* GIVEN TEXT

When it comes to cannabis, Marin’s cities are in a quandary, putting those in that sector and those wishing to open a business in a holding pattern.
Almost 69 percent of voters in Marin approved adult-use of cannabis legalization in 2016 via Prop 64. But as of this writing, mid-May, there is exactly one place in Marin to buy cannabis, Marin Alliance for Medical Marijuana, the oldest dispensary in the country. That said, the Fairfax outlet is only allowed to sell medical cannabis. Voters there recently said “yes” to allowing drivers from Marin Alliance to deliver recreational cannabis within the town limits.
In March, the City of San Rafael voted to lift a ban on recreational sales and the city has 16 businesses with medical cannabis licenses; a trio of distributors, eight infused-product manufacturers and five delivery services.
The best example of the cautious pace by Marin cities to consider cannabis-based businesses is found in Novato. The Northernmost place in the county does not allow medical or recreational cannabis businesses but in May had its city staff draft tax regulations, should a future city council decide to give a green light to the green herb.

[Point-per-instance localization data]
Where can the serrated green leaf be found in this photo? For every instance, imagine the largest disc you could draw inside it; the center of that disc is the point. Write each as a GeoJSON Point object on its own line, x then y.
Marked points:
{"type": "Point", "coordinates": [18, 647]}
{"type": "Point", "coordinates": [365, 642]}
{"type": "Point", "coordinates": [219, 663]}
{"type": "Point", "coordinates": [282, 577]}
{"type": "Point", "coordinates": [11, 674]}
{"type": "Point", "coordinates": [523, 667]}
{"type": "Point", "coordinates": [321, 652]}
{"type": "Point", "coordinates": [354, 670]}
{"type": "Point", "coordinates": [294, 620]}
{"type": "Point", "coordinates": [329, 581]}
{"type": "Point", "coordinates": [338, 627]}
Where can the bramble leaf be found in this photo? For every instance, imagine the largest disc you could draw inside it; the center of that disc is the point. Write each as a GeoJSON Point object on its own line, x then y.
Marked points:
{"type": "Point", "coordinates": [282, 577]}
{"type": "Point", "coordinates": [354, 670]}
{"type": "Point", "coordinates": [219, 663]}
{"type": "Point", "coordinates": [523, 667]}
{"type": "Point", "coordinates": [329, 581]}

...

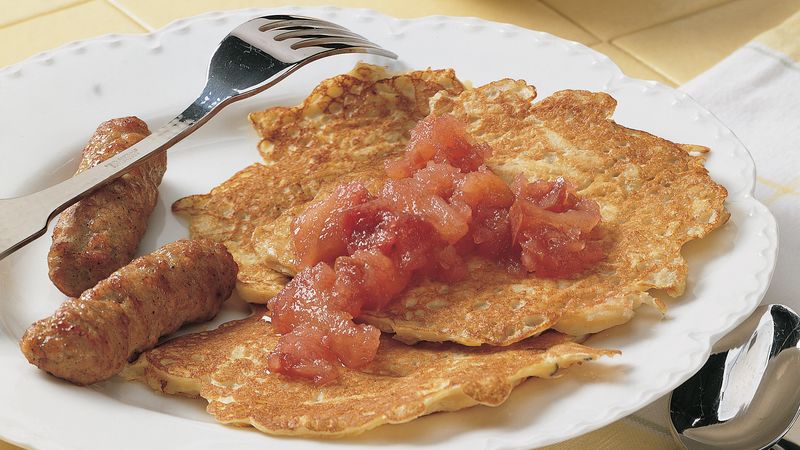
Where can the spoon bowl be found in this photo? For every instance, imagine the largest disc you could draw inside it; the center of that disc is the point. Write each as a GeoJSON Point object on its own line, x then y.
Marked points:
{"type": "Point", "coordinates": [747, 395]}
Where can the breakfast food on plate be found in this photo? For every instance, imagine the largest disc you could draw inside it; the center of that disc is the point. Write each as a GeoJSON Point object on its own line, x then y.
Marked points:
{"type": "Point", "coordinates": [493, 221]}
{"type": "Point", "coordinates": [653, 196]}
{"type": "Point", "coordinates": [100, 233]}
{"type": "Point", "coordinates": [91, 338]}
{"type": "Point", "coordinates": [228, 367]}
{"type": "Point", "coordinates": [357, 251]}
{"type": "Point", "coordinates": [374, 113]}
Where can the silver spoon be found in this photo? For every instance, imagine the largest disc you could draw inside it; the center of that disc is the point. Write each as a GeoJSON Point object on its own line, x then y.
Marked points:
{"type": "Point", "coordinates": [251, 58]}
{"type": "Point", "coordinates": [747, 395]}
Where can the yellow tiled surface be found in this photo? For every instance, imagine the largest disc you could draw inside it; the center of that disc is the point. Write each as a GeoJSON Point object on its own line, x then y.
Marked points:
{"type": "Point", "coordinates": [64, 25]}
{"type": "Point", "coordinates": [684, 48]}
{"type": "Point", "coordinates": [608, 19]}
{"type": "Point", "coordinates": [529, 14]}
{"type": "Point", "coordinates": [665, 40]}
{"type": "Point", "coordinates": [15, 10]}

* WHAT THE EXERCISE ASKS
Could you return the Marin cannabis article word for word from "Almost 69 percent" to "the town limits."?

* ANSWER
Almost 69 percent of voters in Marin approved adult-use of cannabis legalization in 2016 via Prop 64. But as of this writing, mid-May, there is exactly one place in Marin to buy cannabis, Marin Alliance for Medical Marijuana, the oldest dispensary in the country. That said, the Fairfax outlet is only allowed to sell medical cannabis. Voters there recently said “yes” to allowing drivers from Marin Alliance to deliver recreational cannabis within the town limits.